==== Extract provided ====

19 Jun 2020

Significance of Failure Mode Effect Analysis

Need of FMEA

According to the automotive functional safety standard ISO 26262, Failure Mode Effect Analysis (FMEA) is one of the safety measures to avoid or control systematic failures and to detect or control random hardware failures, or mitigate their harmful effects.

The most important aim of any process as per functional safety is to make sure none of the safety goals are violated. The derivation of these goals is based on the analysis of hazard that failure of the item in scope can cause and assessment of risk related to those failures.

As the definition of the item according to ISO 26262 is performed at a very initial phase of product development, to analyze all the failures and associated risks, the best practice followed is a top-down approach like Hazard Analysis and Risk Assessment (HARA). At this level, we assess the risk based on recognized failures. However, Analysis can vary when components are developed in further phases of development. With the lowest components of a system developed, it is very easy to recognize all the failure modes for any failure related to that component. To assess risk with higher coverage it is very important to know how an element or an item fails to provide the intended behavior. Hence, FMEA analyses the effects of failure modes.

Definition of FMEA

FMEA is a quantitative analysis that uses a bottom-up approach. It can be performed on a design or a process. It identifies the weakness of a design or process. It starts at a low level (component level) of a product or a process and makes its way up to the effect of the failure of the system or sub-system. It results in highlighting the critical features of a system or sub-system. The main purpose of FMEA is to identify potential problems in the early design process of a system or product that can affect its safety and performance and to introduce countermeasures to mitigate or minimize the effects of the identified potential problems (failure modes). Following aspects shall be quantified while performing FMEA:

Low-Level Component
Effect of failure
Cause of failure
Risk Mitigation

 

The following shall be the parameters for quantifying above factors:

FMEA Flow:

FMEA at different stages of product development

FMEA shall be performed at following levels of product development to ensure reliability:

System-level – System FMEA or SFMEA

Hardware-level – Hardware DFMEA

Software level – software FMEA

At each above-mentioned level, the definition of component, function, and sub-function varies. However, the FMEA flow described above remains the same for all.

Structure of Product/ Design FMEA

Steps for Product/Design FMEA


RPN Calculation

 

RPN calculation is based on three factors.

  • Severity [S]: Severity rating quantifies the severity of the effect.

The value of this rating ranges between 1 (low) to 10 (high).

====

:: Exercises ::
1/ In the FMEA article, what kind of approach does FMEA use?
2/ Carry the FMEA article forward from its final sentence.
These lines come from a separate source.

==== Material provided ====

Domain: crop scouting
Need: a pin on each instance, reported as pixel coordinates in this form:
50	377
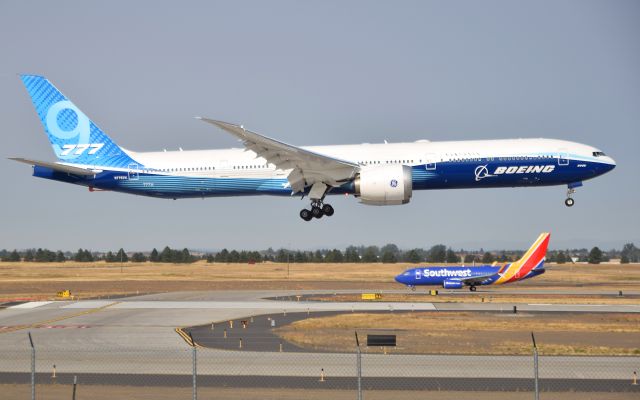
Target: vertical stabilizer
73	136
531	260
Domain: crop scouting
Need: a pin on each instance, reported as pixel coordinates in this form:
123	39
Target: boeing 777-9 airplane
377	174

====
==== Material provided ====

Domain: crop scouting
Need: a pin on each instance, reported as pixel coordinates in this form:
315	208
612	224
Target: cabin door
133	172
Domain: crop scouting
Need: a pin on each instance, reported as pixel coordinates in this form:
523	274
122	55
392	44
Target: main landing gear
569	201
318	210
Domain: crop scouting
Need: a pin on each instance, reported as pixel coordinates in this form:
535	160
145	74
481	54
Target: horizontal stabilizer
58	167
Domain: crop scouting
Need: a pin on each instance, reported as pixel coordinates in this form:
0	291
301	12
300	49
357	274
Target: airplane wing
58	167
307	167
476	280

====

:: Answers to the tasks ::
1/ A bottom-up approach.

2/
 

  • Occurrence [O]: Occurrence rating quantifies the probability of occurrence of a cause that can lead to a failure event.

The value of this rating ranges between 1 (low) to 10 (high).

 

  • Detection [D]: Detection rating quantifies the probability of detection of a failure by the current detection mechanism.

The value of this rating ranges between 1 (low) to 10 (high).

 

RPN is considered to be the product of Severity, Occurrence, and Detection.

RPN = [S] x [O] x [D]

 

FMEA example

System FMEA

Let‘s consider a system that uses vision (image/video) signals for various functions it provides.

Such a system must be calibrated. Let’s consider a component that can fail due to failure in calibration and see different failure modes.

Based on the effects listed above, we can allocate severity ratings for each failure mode and derive the cause of each effect.

Effect Severity[s] Cause
Incorrect function / loss of sub function

 

9 •       Logical failure
No effect on function/sub-function

 

1 •       Communication failure of the image processor

•       Logical failure

Permanent Incorrect calibration/loss of sub-functions

 

9 •       Communication failure of the image processor

•       Logical failure

•       Sensor error

 

Once the causes are listed, their probability of occurrence can be quantified.

Cause Occurrence[O] Cause
•       Logical failure 2 •       Logical failure
•       Communication failure of the image processor

•       Logical failure

4 •       Communication failure of the image processor

•       Logical failure

•       Communication failure of the image processor

•       Logical failure

•       Sensor error

4 •       Communication failure of the image processor

•       Logical failure

•       Sensor error

 

For the above failure, based on the current detection mechanism the probability of detection shall be quantified.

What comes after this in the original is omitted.